*Written task*: Beginning at the line that contains "Tag the knee, one" and ending with the final line of the data, rewrite those lines with "knee" switched to "elbow". Leave everything else unchanged.

[Pointing and labeling entries]
· · · · ·
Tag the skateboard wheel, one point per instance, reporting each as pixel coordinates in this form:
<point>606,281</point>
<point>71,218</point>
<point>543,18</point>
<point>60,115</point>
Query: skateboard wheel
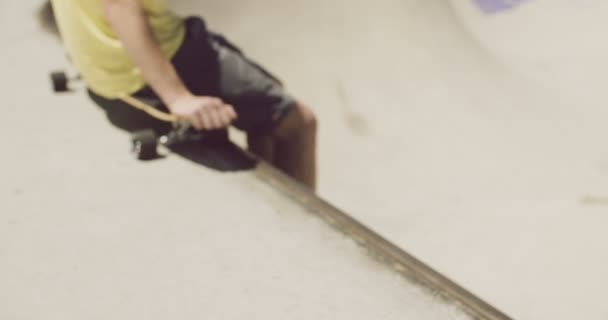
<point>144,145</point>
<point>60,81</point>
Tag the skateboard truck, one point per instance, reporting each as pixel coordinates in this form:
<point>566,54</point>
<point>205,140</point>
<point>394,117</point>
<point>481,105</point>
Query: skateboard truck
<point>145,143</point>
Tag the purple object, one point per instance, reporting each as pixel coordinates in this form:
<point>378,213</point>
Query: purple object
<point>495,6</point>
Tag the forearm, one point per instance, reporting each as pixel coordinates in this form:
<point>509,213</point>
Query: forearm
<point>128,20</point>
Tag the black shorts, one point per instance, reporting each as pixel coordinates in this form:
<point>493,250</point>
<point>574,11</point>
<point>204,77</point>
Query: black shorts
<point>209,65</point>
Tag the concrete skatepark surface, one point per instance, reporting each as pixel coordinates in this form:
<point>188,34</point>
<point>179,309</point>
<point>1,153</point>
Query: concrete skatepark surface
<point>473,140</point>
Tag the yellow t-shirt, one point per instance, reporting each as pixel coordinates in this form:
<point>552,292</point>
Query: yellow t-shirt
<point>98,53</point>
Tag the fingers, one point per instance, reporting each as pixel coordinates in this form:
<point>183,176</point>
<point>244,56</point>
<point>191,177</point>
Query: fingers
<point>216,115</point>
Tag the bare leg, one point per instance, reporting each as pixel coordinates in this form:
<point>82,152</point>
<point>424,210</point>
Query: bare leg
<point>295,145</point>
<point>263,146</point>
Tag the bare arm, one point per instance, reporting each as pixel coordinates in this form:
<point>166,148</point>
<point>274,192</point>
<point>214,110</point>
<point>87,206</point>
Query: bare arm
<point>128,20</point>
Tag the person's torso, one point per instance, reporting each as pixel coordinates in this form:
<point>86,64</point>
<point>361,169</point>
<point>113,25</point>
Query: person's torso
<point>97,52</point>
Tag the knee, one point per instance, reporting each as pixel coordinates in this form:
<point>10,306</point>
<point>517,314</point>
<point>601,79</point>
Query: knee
· · · · ·
*Solved exercise*:
Tag the elbow, one point per instance, reporting each as pixel coordinates in this form:
<point>10,306</point>
<point>517,314</point>
<point>601,79</point>
Query: elbow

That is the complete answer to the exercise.